Short problem:
Pick out each line in the items below that contains the word "graduation", and copy those lines.

[Data items]
>> Start
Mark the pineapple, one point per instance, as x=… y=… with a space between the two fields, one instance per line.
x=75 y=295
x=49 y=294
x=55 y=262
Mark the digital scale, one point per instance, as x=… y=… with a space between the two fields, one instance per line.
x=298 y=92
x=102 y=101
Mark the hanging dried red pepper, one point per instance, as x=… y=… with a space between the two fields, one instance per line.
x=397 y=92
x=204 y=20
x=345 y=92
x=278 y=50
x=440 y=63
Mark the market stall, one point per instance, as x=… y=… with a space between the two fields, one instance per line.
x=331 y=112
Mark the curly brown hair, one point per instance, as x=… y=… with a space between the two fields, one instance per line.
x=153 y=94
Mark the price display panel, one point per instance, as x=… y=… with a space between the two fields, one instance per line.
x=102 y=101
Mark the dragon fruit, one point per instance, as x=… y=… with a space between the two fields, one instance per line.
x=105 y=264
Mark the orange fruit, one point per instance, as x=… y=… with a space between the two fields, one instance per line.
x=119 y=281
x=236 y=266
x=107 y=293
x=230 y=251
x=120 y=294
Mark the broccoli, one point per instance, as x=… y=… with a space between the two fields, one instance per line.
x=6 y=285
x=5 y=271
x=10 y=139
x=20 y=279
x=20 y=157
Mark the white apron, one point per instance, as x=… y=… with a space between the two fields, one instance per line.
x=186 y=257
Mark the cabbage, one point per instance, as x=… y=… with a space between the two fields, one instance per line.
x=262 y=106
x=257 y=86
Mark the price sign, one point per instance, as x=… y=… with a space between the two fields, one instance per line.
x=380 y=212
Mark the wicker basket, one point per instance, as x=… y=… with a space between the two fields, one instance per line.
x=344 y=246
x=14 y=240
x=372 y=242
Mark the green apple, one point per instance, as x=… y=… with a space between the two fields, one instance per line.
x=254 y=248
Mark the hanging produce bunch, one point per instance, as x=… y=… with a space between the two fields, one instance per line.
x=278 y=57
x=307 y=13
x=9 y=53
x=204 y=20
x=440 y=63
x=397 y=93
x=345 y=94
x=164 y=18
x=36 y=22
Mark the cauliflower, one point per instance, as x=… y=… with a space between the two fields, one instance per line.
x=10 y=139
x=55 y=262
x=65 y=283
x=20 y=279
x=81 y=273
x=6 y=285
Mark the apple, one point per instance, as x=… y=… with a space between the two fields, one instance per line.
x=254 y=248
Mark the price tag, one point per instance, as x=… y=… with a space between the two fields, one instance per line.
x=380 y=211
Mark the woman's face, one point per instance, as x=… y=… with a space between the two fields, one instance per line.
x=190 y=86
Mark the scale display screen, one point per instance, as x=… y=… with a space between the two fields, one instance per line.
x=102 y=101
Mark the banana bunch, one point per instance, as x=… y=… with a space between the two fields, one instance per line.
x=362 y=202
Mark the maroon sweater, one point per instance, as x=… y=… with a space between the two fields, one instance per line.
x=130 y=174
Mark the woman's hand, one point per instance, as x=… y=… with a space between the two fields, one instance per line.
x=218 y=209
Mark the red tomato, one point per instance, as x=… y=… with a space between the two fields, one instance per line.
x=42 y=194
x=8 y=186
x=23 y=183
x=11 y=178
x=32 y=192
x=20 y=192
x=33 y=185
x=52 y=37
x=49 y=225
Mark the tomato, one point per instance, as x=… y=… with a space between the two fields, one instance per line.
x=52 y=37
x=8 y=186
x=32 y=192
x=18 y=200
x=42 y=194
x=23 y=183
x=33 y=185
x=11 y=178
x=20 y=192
>> End
>> Start
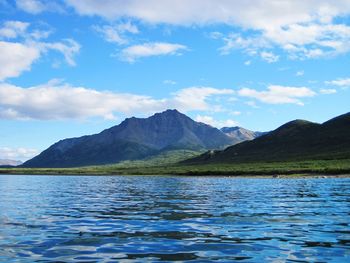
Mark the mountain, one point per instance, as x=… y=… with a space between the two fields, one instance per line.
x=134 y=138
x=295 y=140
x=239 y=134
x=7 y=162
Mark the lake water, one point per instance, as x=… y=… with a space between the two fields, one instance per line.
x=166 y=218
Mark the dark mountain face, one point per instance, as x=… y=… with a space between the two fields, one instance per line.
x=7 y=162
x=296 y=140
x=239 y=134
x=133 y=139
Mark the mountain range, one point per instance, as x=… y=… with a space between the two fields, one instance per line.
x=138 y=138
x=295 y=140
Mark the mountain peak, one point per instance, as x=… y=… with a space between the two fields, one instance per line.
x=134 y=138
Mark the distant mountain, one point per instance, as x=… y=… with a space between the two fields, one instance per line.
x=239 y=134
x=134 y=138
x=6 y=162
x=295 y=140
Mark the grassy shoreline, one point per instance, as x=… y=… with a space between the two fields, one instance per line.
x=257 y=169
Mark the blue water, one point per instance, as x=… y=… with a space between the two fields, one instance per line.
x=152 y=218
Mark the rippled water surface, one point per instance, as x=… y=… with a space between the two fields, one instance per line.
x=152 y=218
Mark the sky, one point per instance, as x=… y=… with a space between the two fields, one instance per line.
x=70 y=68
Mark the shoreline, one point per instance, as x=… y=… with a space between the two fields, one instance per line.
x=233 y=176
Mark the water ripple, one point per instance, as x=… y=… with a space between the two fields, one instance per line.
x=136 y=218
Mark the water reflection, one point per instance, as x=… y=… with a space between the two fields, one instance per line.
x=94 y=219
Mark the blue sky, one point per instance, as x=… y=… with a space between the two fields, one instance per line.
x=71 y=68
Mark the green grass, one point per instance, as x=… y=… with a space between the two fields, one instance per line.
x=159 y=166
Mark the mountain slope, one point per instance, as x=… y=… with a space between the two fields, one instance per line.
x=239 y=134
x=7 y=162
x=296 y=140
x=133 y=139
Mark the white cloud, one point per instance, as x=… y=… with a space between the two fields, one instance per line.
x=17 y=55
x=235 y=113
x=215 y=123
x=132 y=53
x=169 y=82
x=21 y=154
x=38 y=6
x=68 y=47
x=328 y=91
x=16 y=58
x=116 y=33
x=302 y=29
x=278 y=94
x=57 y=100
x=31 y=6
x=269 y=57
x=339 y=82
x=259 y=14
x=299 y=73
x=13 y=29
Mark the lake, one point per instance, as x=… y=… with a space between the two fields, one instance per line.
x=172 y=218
>> End
>> Start
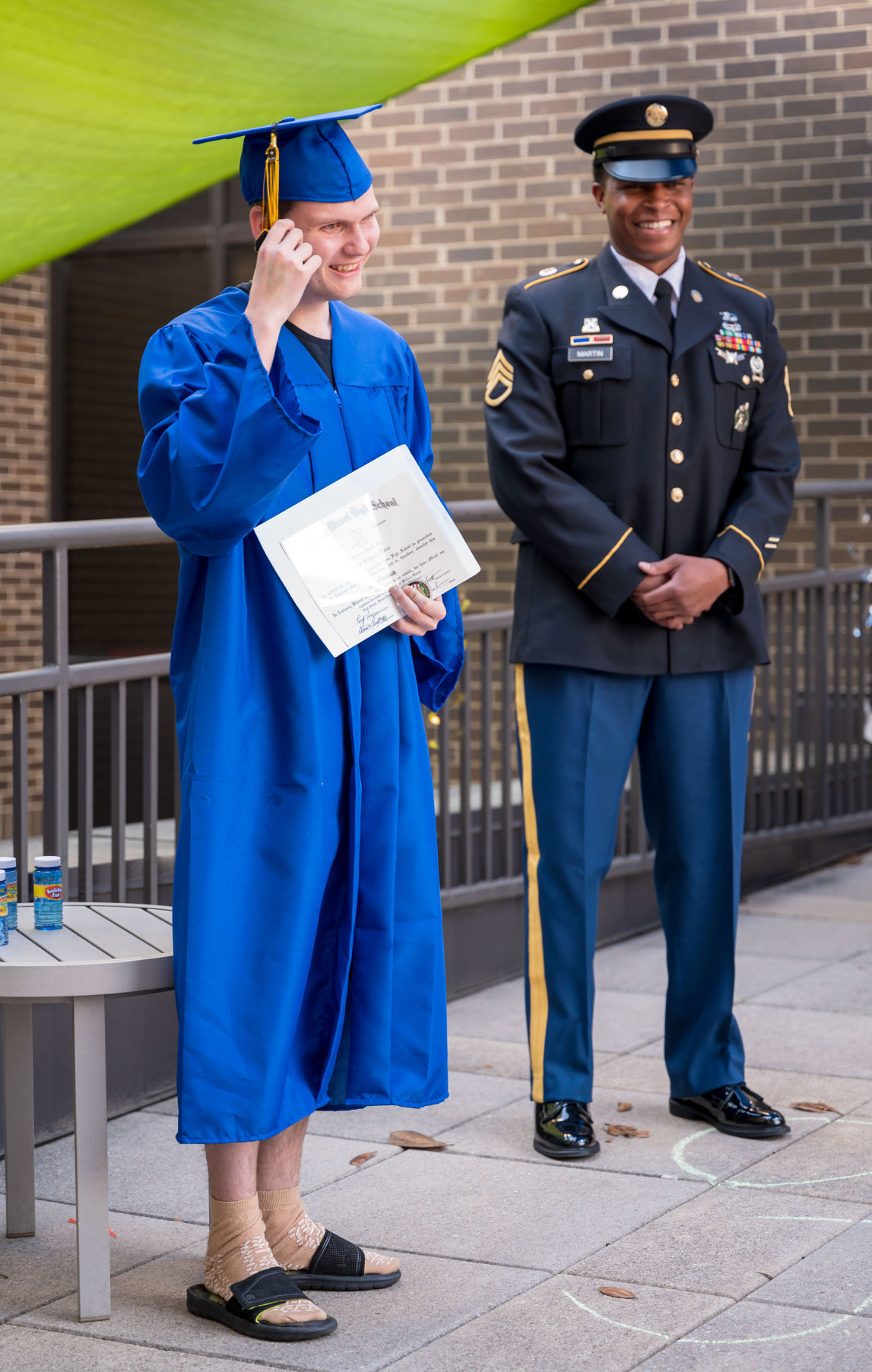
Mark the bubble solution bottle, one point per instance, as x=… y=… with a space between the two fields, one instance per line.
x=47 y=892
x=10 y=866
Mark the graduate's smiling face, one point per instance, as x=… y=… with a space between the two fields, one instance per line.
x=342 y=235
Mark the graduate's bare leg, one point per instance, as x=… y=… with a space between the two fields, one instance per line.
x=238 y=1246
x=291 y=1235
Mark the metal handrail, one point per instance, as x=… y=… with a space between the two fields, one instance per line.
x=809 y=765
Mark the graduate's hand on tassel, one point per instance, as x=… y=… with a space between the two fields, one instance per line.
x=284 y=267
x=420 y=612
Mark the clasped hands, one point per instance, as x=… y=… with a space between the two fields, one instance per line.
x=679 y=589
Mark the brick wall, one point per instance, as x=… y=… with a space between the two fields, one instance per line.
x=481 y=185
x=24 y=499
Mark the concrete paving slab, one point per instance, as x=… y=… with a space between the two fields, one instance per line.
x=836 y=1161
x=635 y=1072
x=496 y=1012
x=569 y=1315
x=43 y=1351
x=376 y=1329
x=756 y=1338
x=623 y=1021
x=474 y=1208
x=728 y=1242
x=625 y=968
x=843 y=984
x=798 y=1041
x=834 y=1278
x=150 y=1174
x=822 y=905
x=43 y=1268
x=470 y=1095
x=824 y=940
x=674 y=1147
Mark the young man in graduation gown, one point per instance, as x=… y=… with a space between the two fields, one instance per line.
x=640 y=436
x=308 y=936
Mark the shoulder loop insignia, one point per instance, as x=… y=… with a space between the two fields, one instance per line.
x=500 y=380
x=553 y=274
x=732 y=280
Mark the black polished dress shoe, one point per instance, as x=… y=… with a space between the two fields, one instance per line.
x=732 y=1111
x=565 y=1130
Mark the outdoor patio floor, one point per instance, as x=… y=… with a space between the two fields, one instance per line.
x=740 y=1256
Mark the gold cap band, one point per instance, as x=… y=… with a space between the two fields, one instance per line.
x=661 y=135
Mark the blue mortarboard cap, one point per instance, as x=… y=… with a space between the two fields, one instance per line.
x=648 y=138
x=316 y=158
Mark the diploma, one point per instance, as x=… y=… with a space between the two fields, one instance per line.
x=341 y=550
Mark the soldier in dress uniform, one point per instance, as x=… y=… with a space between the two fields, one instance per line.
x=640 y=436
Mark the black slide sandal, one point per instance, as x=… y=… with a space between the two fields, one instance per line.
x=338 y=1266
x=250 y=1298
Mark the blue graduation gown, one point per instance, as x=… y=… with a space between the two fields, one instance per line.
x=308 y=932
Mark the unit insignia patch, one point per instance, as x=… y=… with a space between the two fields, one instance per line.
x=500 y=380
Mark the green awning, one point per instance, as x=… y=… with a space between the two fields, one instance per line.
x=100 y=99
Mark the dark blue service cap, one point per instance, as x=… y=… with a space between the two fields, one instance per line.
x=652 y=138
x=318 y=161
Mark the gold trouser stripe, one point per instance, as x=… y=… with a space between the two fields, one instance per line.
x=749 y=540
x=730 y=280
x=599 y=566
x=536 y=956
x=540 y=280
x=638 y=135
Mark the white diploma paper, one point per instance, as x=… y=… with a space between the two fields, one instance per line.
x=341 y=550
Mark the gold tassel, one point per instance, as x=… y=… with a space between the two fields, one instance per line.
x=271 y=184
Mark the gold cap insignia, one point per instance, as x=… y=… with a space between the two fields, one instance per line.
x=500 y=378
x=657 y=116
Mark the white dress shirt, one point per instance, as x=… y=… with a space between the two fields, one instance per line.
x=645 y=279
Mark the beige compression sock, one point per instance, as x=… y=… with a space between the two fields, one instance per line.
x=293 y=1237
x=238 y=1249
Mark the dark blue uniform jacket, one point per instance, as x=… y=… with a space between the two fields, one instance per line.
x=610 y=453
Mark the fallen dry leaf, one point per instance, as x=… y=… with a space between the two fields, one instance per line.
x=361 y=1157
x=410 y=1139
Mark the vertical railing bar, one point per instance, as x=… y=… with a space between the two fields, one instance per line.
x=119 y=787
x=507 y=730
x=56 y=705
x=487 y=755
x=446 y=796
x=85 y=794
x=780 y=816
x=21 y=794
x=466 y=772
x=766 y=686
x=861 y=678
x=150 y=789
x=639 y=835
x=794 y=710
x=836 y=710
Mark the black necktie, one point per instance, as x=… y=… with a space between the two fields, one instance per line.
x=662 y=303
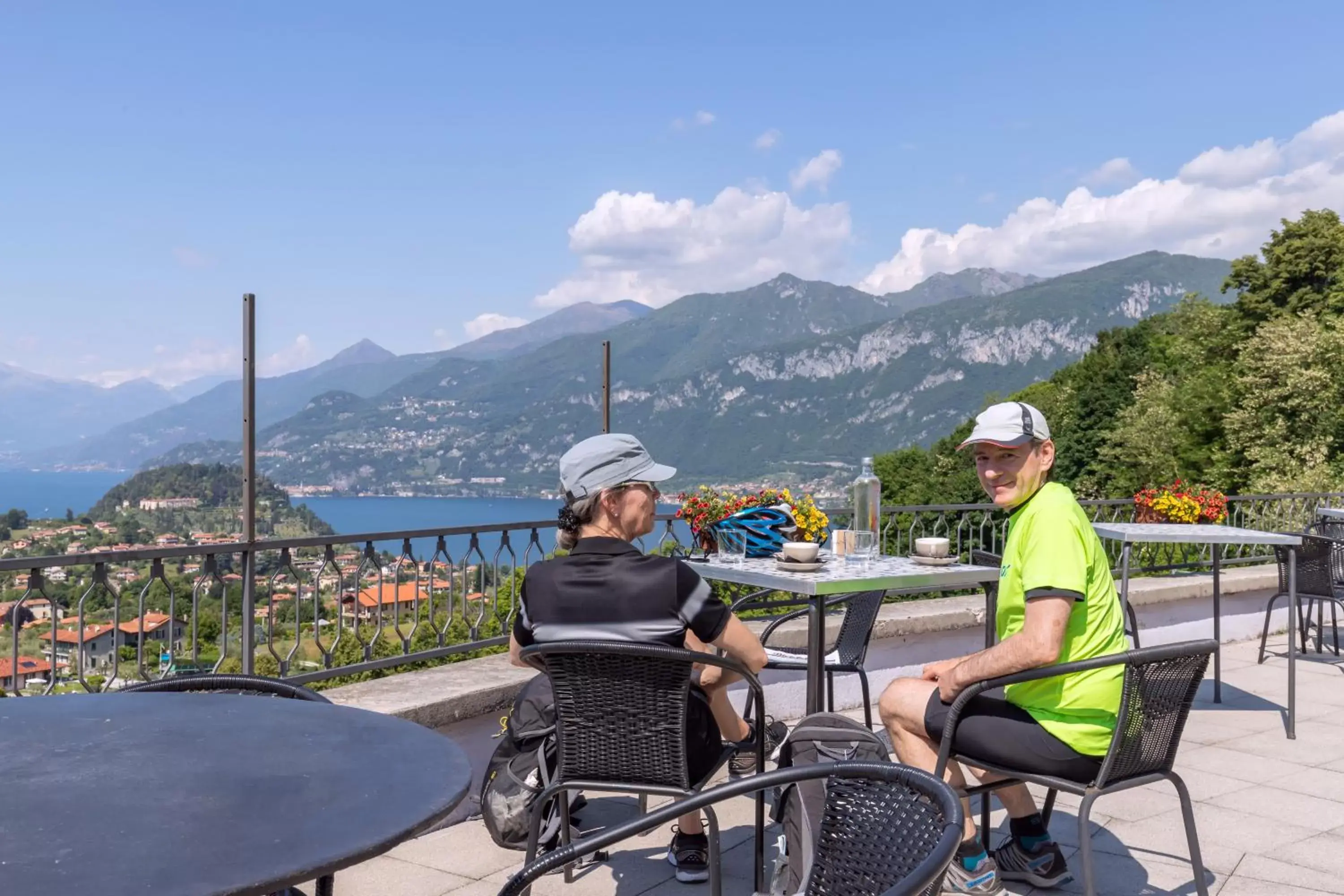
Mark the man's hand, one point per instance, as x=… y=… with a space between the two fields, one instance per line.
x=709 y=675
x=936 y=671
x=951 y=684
>> End
Complete output:
Mark the young man in graduation gown, one point per instance, as x=… y=… with a space between the two fields, one instance per line.
Mark the blue graduation gown, one point per instance, as x=… y=… with a space between the two fields, one instance per line.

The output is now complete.